--- begin ---

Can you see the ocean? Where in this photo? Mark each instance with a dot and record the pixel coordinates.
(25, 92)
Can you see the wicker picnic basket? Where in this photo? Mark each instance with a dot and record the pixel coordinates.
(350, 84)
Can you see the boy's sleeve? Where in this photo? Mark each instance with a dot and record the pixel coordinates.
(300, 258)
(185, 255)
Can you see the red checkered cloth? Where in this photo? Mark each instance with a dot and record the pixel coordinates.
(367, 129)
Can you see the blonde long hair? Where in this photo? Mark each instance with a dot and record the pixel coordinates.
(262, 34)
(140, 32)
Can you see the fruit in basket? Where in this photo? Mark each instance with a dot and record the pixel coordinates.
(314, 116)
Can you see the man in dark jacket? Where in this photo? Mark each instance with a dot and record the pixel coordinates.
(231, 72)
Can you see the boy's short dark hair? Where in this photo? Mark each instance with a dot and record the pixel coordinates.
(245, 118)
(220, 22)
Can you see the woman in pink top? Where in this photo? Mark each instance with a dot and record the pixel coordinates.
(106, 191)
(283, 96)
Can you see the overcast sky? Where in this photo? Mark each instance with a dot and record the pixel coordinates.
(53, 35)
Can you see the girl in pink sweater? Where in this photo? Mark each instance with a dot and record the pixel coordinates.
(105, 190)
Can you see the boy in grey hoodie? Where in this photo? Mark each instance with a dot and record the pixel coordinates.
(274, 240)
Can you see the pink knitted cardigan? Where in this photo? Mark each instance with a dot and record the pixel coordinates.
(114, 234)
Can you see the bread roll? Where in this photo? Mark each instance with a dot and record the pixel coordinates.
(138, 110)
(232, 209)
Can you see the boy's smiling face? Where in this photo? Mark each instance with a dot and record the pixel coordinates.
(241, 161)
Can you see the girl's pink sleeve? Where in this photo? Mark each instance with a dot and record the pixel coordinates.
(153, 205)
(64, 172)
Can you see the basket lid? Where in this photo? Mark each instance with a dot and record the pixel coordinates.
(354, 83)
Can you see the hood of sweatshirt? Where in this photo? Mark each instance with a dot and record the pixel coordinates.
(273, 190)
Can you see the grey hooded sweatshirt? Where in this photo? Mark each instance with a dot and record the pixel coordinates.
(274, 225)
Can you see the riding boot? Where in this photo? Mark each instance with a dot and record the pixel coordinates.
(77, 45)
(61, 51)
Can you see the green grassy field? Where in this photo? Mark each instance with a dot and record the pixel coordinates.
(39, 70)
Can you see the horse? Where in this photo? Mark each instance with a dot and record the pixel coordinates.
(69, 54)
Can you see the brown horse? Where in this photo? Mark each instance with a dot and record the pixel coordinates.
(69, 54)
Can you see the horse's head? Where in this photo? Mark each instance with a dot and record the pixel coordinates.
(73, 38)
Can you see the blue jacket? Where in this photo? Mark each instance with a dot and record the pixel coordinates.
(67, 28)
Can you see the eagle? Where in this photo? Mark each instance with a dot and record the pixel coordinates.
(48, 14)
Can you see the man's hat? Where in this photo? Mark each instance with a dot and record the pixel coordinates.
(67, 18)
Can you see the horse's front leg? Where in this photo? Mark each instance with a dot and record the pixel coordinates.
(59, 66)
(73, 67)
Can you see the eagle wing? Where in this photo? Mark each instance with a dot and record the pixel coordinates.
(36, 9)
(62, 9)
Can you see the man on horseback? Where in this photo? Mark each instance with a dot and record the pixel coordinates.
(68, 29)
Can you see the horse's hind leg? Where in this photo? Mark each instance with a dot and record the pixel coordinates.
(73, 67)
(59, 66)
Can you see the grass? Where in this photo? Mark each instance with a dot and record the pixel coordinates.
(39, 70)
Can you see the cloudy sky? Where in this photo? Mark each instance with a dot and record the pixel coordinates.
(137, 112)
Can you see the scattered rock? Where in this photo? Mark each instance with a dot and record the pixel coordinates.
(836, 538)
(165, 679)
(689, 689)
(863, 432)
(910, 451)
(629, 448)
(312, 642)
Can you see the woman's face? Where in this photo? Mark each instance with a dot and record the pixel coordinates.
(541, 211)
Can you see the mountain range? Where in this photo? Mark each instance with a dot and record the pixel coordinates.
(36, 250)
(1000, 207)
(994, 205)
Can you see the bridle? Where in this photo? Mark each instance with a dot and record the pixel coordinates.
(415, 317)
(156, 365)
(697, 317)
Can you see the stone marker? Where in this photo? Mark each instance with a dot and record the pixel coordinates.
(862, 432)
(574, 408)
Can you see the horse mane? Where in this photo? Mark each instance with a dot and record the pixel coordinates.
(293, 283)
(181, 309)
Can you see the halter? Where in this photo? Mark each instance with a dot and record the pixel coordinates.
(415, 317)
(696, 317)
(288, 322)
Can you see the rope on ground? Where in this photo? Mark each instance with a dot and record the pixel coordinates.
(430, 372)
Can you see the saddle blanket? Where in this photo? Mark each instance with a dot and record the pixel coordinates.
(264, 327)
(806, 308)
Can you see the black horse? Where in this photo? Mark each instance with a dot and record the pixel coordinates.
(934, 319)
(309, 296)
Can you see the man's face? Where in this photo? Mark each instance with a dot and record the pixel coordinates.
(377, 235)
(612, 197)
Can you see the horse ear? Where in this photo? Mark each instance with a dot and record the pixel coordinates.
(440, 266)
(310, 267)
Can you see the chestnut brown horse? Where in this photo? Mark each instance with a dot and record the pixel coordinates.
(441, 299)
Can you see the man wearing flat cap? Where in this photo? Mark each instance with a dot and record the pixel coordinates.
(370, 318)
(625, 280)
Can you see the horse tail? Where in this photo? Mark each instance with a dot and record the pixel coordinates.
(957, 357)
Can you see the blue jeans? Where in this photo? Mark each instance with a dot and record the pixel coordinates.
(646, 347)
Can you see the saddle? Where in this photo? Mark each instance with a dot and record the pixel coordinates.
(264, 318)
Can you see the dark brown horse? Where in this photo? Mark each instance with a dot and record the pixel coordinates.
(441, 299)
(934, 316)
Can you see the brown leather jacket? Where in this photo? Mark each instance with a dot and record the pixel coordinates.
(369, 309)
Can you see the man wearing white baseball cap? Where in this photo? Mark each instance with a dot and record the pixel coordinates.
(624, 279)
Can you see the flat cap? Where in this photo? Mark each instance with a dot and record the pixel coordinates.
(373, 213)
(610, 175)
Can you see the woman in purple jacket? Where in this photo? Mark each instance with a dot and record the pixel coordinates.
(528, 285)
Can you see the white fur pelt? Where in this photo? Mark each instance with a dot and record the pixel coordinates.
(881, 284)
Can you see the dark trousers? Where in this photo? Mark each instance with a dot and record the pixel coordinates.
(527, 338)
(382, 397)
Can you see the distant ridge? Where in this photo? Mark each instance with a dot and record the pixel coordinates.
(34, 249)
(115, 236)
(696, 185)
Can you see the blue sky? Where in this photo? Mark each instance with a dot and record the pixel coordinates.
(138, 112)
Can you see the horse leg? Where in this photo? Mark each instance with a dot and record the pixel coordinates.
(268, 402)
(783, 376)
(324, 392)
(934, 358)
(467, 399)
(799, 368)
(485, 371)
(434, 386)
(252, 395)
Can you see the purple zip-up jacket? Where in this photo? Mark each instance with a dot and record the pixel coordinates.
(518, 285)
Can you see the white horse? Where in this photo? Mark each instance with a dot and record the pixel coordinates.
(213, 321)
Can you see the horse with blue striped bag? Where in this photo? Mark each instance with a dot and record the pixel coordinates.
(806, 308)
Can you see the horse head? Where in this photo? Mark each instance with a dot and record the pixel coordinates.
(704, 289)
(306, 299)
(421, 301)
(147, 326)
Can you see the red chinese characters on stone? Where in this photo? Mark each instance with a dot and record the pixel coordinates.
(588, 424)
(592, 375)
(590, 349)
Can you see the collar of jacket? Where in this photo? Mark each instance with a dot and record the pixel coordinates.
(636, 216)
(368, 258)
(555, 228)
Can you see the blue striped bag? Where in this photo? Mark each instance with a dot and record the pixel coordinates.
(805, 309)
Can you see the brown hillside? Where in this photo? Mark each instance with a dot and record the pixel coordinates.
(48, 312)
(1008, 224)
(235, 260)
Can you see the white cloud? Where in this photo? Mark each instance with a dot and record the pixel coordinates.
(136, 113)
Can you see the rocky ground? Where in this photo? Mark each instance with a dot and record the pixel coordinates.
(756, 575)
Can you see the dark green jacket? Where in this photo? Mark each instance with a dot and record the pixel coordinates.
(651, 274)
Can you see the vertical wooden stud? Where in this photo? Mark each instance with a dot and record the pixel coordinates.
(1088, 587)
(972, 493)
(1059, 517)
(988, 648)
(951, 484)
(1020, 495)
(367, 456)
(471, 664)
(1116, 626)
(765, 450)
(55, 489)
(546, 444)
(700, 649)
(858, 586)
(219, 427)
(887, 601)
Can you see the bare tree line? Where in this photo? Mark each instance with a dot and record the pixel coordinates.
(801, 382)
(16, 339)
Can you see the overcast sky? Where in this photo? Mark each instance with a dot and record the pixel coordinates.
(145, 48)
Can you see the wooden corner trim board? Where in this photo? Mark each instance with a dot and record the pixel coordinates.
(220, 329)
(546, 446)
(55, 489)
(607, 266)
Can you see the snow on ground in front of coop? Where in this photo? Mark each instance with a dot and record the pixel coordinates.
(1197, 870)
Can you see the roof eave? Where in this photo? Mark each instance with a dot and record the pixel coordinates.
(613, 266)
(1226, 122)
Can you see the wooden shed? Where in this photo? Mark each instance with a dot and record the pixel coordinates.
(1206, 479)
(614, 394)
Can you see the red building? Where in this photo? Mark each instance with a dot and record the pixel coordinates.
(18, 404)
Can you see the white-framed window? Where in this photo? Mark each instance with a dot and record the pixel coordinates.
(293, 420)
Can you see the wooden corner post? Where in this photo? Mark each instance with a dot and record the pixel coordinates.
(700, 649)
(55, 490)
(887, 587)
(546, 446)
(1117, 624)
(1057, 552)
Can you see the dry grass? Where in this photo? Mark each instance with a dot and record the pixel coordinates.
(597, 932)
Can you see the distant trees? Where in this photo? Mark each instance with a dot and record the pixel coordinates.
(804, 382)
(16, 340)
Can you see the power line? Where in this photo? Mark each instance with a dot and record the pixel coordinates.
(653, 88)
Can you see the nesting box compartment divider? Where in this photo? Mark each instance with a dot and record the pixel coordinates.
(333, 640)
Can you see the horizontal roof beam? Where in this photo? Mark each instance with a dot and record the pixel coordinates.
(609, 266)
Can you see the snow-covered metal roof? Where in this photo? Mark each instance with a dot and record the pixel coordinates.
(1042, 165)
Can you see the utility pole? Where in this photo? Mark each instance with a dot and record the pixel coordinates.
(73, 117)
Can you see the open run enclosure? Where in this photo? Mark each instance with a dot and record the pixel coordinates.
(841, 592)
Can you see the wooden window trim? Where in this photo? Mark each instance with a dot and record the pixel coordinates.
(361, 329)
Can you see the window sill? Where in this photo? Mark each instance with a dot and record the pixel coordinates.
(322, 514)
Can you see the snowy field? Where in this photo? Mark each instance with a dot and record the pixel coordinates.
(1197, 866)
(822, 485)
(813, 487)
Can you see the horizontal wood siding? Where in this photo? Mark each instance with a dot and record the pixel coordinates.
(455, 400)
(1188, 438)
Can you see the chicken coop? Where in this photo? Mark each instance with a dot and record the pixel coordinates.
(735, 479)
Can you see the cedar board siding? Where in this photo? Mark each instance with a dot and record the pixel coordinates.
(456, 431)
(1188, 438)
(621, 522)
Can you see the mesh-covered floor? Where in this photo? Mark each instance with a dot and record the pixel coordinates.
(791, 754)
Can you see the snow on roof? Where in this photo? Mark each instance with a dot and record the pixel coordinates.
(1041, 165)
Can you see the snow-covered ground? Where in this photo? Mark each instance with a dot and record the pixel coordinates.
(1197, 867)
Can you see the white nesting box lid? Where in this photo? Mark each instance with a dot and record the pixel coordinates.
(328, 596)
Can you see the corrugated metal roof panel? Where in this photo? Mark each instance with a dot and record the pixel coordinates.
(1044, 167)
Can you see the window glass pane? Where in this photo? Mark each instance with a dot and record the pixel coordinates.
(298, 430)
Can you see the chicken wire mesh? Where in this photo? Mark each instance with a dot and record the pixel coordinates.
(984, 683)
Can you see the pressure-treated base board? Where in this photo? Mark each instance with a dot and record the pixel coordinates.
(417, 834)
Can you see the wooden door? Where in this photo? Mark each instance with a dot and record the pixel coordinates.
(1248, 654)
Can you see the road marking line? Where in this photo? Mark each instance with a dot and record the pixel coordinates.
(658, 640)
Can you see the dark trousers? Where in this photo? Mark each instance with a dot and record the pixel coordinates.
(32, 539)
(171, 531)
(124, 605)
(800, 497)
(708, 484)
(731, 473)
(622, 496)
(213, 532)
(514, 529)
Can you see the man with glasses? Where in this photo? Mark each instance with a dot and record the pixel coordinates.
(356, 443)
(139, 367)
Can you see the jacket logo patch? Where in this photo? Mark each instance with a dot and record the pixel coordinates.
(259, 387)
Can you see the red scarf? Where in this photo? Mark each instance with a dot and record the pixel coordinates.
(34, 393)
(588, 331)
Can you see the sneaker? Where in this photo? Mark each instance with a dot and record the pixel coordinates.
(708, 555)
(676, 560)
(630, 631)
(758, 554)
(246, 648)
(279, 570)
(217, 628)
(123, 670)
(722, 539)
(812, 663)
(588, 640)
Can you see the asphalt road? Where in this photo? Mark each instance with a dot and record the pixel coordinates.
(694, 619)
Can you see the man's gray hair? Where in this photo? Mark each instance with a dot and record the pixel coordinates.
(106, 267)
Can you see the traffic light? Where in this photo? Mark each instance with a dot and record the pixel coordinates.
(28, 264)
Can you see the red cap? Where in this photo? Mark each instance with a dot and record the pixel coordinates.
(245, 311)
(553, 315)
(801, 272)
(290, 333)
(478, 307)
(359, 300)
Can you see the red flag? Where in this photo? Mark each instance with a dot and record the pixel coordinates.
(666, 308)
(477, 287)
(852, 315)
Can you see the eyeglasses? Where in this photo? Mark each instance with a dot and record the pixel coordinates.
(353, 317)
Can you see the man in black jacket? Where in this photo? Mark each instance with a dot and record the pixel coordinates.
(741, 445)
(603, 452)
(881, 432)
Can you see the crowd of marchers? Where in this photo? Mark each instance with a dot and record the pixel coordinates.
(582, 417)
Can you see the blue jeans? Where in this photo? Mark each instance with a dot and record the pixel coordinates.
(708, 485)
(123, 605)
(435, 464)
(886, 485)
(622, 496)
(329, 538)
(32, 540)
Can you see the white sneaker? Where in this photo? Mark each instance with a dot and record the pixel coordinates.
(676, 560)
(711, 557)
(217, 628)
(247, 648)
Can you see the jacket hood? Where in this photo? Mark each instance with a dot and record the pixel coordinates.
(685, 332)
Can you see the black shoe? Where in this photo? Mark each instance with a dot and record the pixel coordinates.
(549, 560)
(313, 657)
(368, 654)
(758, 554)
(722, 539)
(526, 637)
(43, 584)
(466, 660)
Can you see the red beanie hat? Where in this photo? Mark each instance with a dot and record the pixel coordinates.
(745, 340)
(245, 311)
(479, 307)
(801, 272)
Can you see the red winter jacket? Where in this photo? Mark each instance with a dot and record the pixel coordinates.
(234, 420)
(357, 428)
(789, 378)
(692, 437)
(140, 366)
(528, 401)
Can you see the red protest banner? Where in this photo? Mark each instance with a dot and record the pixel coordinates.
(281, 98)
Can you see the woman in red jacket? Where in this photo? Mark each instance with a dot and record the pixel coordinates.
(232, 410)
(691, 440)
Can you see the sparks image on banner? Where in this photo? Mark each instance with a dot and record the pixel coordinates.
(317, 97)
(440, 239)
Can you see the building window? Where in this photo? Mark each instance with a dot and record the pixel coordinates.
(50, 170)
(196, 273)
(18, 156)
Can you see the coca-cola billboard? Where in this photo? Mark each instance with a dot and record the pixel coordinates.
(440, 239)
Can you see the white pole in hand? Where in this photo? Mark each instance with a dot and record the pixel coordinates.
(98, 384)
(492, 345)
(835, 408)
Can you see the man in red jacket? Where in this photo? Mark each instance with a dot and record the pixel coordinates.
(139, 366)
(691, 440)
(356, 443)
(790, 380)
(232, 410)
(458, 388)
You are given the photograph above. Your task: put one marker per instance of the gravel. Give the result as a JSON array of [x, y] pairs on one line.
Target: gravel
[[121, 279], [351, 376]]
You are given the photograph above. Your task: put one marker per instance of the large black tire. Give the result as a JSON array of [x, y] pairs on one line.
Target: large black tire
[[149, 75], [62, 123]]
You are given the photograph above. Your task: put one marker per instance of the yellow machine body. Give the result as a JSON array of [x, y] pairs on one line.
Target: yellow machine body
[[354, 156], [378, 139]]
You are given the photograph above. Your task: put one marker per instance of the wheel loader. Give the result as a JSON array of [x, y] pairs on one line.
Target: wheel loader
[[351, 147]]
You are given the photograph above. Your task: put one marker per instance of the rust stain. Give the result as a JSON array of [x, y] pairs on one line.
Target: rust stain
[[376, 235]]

--- end ---

* **Task brief**
In the records above, return only the line that contains "Can you see the coca-cola" and every line after it through the last, exactly as they appear.

* **Written response**
Can you see the coca-cola billboard? Where in this photo? Mark each instance with a dot and record the pixel coordinates.
(440, 239)
Can you see the white pole in hand? Where in this photo? Mark each instance with a dot and record the pixel coordinates.
(98, 384)
(492, 345)
(835, 408)
Can you see the man in red jacket? Where in this photo? Mark each instance with a dot and record the pixel coordinates.
(139, 366)
(691, 440)
(356, 443)
(790, 380)
(232, 410)
(458, 388)
You are given the photograph above. Your task: put one marker per instance of the gravel. Give the result as a JSON array of [x, y] pairs on one line.
Target: gravel
[[121, 279], [351, 376]]
You are given the photograph above. Your task: put one marker per instance of the large black tire. Give the result as a JSON array of [x, y] pairs on one line.
Target: large black tire
[[149, 75], [62, 123]]
You are given the photograph above. Your task: put one marker per instance of the yellow machine body. Give the result as a JSON array of [x, y] pairs on one line.
Target: yellow machine body
[[354, 156], [378, 139]]
You are given the photograph above. Your task: put one marker per instance of the wheel loader. Give the result as a JSON array of [x, y] pairs on one line.
Target: wheel loader
[[351, 147]]
You are given the photograph above. Your task: put one marker per instance of the rust stain. Give the result as a JSON array of [x, y] pairs on one line.
Target: rust stain
[[376, 235]]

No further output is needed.